### Exercise prompt
Find each line in the data below that contains the word "cart" and copy it out in full. Case counts.

### Data section
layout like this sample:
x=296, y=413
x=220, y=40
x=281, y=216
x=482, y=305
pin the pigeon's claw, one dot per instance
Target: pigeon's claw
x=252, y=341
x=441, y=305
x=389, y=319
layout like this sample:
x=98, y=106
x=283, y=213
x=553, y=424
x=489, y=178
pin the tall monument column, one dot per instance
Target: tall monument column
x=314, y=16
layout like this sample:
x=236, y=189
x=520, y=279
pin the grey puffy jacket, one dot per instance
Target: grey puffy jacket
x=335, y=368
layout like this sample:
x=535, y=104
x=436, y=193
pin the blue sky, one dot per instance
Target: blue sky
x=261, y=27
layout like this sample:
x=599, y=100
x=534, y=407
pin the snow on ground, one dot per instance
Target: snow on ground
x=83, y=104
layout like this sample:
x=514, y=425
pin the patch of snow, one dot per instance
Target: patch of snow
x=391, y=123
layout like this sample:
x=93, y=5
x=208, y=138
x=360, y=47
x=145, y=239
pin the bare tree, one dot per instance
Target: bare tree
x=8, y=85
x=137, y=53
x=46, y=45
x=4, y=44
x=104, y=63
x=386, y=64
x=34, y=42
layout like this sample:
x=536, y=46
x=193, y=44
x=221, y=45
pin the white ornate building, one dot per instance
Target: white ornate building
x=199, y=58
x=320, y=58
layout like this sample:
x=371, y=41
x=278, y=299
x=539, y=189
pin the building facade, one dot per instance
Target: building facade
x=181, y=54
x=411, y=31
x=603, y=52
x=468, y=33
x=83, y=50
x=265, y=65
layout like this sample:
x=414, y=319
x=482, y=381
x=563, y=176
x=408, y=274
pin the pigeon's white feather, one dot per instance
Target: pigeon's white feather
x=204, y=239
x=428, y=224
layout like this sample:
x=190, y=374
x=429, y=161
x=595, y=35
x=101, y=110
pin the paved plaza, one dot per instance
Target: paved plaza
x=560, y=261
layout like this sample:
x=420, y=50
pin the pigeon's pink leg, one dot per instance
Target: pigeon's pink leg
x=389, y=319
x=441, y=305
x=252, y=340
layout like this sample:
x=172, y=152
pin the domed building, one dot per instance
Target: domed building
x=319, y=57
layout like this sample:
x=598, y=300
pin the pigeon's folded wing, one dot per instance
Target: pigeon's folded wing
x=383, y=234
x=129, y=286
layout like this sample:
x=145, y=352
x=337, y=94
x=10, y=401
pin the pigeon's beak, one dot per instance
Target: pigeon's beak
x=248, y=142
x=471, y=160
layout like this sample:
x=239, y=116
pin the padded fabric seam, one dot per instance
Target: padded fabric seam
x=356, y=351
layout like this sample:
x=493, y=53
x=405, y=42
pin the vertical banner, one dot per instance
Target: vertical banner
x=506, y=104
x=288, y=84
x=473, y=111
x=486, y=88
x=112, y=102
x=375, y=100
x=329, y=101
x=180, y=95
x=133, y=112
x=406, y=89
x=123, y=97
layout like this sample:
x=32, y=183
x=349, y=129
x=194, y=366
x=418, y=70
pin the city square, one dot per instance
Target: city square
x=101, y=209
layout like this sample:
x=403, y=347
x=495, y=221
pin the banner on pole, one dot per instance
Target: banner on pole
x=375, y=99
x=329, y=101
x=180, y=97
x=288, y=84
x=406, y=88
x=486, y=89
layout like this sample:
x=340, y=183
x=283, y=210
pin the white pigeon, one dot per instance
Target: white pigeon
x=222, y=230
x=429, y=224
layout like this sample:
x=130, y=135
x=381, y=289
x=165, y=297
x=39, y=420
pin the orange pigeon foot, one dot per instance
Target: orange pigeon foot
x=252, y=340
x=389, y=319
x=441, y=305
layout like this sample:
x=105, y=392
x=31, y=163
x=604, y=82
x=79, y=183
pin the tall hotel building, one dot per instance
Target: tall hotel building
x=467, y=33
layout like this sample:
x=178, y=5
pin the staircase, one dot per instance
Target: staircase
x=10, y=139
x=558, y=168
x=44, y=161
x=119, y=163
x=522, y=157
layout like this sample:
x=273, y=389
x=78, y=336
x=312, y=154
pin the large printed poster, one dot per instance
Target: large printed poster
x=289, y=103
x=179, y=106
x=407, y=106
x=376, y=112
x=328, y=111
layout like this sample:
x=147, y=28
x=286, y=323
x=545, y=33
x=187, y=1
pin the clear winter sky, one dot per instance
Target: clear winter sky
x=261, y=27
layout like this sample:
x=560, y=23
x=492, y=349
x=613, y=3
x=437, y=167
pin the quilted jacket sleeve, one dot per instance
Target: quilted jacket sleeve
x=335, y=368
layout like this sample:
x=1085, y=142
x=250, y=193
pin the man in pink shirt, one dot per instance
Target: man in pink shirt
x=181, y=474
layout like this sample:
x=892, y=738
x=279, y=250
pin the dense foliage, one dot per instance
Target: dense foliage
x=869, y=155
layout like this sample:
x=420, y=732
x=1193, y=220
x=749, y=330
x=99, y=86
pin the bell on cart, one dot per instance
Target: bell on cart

### Correct result
pin the bell on cart, one dot per instance
Target: bell on cart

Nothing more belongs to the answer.